▶ Exercise goal
Line by line, set down the records exactly as they appear below.

▶ Records for the task

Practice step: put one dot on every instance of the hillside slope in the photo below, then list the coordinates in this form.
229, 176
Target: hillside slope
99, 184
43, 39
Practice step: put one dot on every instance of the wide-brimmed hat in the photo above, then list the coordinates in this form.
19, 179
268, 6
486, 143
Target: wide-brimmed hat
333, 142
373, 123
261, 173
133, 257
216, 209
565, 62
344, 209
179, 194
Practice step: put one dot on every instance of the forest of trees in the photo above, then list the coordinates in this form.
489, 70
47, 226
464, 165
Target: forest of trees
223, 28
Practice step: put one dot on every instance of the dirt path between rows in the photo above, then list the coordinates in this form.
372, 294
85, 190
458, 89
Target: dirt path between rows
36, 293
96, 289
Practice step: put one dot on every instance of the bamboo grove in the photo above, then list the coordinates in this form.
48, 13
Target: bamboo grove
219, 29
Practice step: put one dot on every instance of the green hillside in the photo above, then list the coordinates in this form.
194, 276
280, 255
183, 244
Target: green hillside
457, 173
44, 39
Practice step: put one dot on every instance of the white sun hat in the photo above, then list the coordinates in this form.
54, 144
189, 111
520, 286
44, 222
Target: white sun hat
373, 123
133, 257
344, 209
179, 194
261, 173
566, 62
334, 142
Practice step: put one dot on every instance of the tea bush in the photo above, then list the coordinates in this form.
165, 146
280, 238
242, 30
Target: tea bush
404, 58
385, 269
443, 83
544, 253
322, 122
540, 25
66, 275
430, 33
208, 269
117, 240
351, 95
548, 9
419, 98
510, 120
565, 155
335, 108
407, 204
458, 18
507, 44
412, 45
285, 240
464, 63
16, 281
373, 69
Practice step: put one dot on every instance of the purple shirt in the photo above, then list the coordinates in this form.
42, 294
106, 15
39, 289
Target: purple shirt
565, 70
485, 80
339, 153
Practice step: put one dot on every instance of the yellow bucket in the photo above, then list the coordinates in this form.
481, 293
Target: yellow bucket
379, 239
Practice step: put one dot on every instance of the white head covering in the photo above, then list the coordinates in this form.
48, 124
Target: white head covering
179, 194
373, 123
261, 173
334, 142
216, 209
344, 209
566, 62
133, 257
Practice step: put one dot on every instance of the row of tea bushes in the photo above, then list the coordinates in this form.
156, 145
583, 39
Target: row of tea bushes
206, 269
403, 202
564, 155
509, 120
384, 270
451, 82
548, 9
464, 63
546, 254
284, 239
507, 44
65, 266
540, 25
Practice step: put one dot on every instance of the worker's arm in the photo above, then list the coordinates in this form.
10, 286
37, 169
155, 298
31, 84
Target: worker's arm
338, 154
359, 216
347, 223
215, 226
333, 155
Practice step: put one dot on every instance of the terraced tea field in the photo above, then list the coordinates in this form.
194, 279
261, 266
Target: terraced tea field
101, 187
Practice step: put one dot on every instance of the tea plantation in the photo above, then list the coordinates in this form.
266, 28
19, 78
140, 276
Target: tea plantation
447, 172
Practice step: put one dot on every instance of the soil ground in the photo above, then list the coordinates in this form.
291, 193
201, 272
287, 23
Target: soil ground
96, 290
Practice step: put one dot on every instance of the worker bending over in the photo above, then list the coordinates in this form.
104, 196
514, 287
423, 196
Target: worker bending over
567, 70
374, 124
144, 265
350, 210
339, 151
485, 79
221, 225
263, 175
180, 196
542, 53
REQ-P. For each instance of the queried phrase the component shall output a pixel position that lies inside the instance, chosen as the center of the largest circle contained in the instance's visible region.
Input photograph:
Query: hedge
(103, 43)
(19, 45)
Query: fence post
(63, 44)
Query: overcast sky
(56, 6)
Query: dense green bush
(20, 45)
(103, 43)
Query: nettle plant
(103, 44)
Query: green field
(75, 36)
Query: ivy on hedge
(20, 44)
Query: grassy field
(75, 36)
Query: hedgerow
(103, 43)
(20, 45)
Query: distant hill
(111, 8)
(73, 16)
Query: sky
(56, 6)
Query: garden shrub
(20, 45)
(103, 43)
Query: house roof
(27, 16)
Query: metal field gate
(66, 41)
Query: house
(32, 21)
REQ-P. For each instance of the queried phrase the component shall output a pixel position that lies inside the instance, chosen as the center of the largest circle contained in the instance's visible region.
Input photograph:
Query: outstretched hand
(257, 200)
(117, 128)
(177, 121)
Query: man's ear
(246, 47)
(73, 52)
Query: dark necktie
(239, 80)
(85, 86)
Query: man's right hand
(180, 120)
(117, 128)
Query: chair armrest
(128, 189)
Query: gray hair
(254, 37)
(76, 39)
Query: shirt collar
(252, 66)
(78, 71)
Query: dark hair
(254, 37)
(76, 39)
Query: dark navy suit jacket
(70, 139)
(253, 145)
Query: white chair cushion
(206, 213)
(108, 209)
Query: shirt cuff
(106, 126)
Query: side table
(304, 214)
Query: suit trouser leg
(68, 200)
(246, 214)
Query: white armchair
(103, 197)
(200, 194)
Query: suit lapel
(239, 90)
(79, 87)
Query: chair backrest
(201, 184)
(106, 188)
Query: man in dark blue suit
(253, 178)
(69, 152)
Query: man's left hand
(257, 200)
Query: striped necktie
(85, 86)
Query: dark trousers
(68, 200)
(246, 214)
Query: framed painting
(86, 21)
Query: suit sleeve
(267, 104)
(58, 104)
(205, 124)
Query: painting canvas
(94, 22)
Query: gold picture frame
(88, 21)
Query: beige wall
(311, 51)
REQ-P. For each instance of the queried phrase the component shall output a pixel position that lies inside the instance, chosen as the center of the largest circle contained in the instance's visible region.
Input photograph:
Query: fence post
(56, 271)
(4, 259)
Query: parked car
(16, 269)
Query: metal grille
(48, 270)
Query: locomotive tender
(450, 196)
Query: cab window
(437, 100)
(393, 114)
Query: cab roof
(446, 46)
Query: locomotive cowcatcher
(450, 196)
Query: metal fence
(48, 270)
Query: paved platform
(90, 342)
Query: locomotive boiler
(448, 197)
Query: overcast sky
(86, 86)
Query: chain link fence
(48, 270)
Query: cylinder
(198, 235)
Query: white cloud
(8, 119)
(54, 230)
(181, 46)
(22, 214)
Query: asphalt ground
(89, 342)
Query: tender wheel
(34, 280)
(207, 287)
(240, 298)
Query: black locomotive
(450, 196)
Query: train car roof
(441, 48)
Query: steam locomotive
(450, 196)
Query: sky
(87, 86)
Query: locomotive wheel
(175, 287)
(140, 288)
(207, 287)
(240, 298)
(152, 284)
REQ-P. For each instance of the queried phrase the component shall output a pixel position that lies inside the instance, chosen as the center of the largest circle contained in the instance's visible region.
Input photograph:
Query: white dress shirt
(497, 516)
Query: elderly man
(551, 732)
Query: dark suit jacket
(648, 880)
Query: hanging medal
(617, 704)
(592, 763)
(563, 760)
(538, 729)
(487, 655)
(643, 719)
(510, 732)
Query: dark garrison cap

▶ Your solution
Practice step: put one dot on every instance of the hillside slope in the photo below, then list the coordinates in this form.
229, 176
Target: hillside slope
99, 184
43, 39
Practice step: put one dot on every instance of the wide-brimmed hat in the photo above, then list the coordinates in this form.
19, 179
268, 6
486, 143
Target: wide-brimmed hat
333, 142
373, 123
261, 173
133, 257
216, 209
565, 62
344, 209
179, 194
Practice step: put one dot on every instance of the forest of trees in the photo above, then list the coordinates in this form.
489, 70
47, 226
464, 165
Target: forest of trees
223, 28
Practice step: put one dot on every instance of the dirt path between rows in the photo above, then list the coordinates in this form.
372, 294
85, 190
458, 89
Target: dirt path between rows
36, 293
96, 289
Practice step: put one dot on every instance of the bamboo grove in the photo above, then list the coordinates in this form.
48, 13
Target: bamboo grove
219, 29
Practice step: put one dot on every instance of the green hillside in the photo above, then list the coordinates in this form.
194, 276
280, 255
183, 244
Target: green hillside
457, 173
44, 39
Practice step: put one dot on every instance of the white sun hat in the photo above, then list the coordinates in this form.
54, 144
189, 111
520, 286
44, 222
Target: white sun hat
373, 123
133, 257
344, 209
179, 194
261, 173
566, 62
334, 142
Practice step: put one dot on every instance of the tea bush in the photo above, then list the coordinates in this form.
165, 146
280, 238
242, 30
Target: tea bush
404, 58
385, 269
443, 83
544, 253
322, 122
540, 25
66, 275
430, 33
208, 269
117, 240
351, 95
548, 9
419, 98
510, 120
565, 155
335, 108
407, 204
458, 18
507, 44
412, 45
285, 240
464, 63
16, 281
373, 69
Practice step: put one dot on every instance of the purple shirt in the photo above, then list the coordinates in this form.
42, 294
106, 15
39, 289
Target: purple shirt
565, 70
485, 80
339, 153
Practice step: put one dot on every instance of the yellow bucket in the photo above, then list the coordinates in this form.
481, 293
Target: yellow bucket
379, 239
Practice step: put one dot on every instance of the white head covering in the photo above, then list the coordinates in this form.
48, 124
Target: white head covering
179, 194
373, 123
261, 173
334, 142
216, 209
344, 209
566, 62
133, 257
Practice step: put one dot on every instance of the row of tea bushes in the photo above, then list the coordinates in this form.
156, 145
583, 39
Target: row of tea bushes
206, 269
403, 202
564, 155
509, 120
384, 270
451, 82
548, 9
464, 63
546, 254
284, 239
507, 44
65, 266
540, 25
Practice step: put one dot on every instance of the worker's arm in the photo above, then list the coordinates in this form.
10, 286
37, 169
155, 298
31, 84
Target: worker's arm
338, 154
359, 216
347, 223
215, 226
333, 155
Practice step: put one dot on every instance of the terraced tea field in the photo above, then list the coordinates in this form.
194, 279
261, 266
Target: terraced tea field
101, 187
Practice step: put one dot on every instance of the tea plantation in the photo above, then list the coordinates in this form.
266, 28
19, 78
140, 276
Target: tea plantation
447, 172
Practice step: put one dot on every instance of the soil ground in the photo above, then list the coordinates in this form.
291, 193
201, 272
287, 23
Target: soil ground
96, 290
Practice step: put one dot on every instance of the worker bending over in the photo above, then list the coordinates in this form.
104, 196
514, 287
423, 196
Target: worker bending over
567, 70
374, 124
144, 265
350, 210
339, 151
485, 79
221, 225
263, 175
180, 196
542, 53
REQ-P. For each instance of the queried phrase the component shall output a pixel position that lies inside the instance, chosen as the center of the largest circle contained in the instance's visible region.
Input photograph:
Query: hedge
(103, 43)
(19, 45)
Query: fence post
(63, 44)
Query: overcast sky
(56, 6)
Query: dense green bush
(20, 45)
(103, 43)
Query: nettle plant
(103, 44)
Query: green field
(75, 36)
Query: ivy on hedge
(20, 44)
Query: grassy field
(75, 36)
Query: hedgerow
(103, 43)
(20, 45)
Query: distant hill
(111, 8)
(73, 16)
Query: sky
(56, 6)
Query: garden shrub
(20, 45)
(103, 43)
Query: house roof
(27, 16)
Query: metal field gate
(66, 41)
Query: house
(32, 21)
REQ-P. For each instance of the queried phrase the component shall output a pixel position that lies inside the instance, chosen as the center of the largest circle contained in the instance's visible region.
Input photograph:
Query: outstretched hand
(257, 200)
(117, 128)
(177, 121)
Query: man's ear
(246, 47)
(73, 52)
Query: dark necktie
(239, 80)
(85, 86)
Query: man's right hand
(180, 120)
(117, 128)
Query: chair armrest
(128, 189)
Query: gray hair
(254, 37)
(76, 39)
Query: shirt collar
(252, 66)
(78, 71)
Query: dark hair
(254, 37)
(76, 39)
Query: dark navy suit jacket
(70, 139)
(253, 145)
Query: white chair cushion
(206, 213)
(108, 209)
Query: shirt cuff
(106, 126)
Query: side table
(304, 214)
Query: suit trouser leg
(68, 200)
(246, 214)
Query: white armchair
(103, 197)
(200, 194)
Query: suit lapel
(239, 90)
(79, 87)
Query: chair backrest
(201, 184)
(106, 188)
Query: man in dark blue suit
(253, 178)
(69, 152)
Query: man's left hand
(257, 200)
Query: striped necktie
(85, 86)
Query: dark trousers
(68, 200)
(246, 214)
Query: framed painting
(86, 21)
Query: suit sleeve
(267, 104)
(58, 104)
(205, 124)
Query: painting canvas
(94, 22)
Query: gold picture frame
(88, 21)
Query: beige wall
(311, 51)
REQ-P. For each instance of the queried phrase the component shall output a pixel position that lies inside the instance, chosen as the center of the largest circle contained in the instance's visible region.
Input photograph:
Query: fence post
(56, 271)
(4, 259)
Query: parked car
(16, 269)
Query: metal grille
(48, 270)
Query: locomotive tender
(450, 196)
Query: cab window
(437, 100)
(393, 114)
Query: cab roof
(446, 46)
Query: locomotive cowcatcher
(450, 196)
Query: metal fence
(48, 270)
Query: paved platform
(90, 342)
Query: locomotive boiler
(448, 197)
Query: overcast sky
(86, 86)
Query: chain link fence
(48, 270)
Query: cylinder
(198, 235)
Query: white cloud
(8, 119)
(54, 230)
(181, 46)
(22, 214)
Query: asphalt ground
(89, 342)
Query: tender wheel
(34, 280)
(207, 287)
(240, 298)
Query: black locomotive
(450, 196)
Query: train car roof
(441, 48)
Query: steam locomotive
(450, 196)
Query: sky
(87, 86)
Query: locomotive wheel
(175, 287)
(140, 288)
(207, 287)
(240, 298)
(152, 284)
REQ-P. For each instance of the queried phrase the component shall output a pixel position that lies inside the instance, chosen as the center of the largest circle contained in the instance's visible region.
Input photograph:
Query: white dress shirt
(497, 516)
Query: elderly man
(551, 732)
Query: dark suit jacket
(648, 880)
Query: hanging medal
(617, 704)
(592, 763)
(563, 760)
(538, 729)
(487, 655)
(643, 719)
(510, 732)
Query: dark garrison cap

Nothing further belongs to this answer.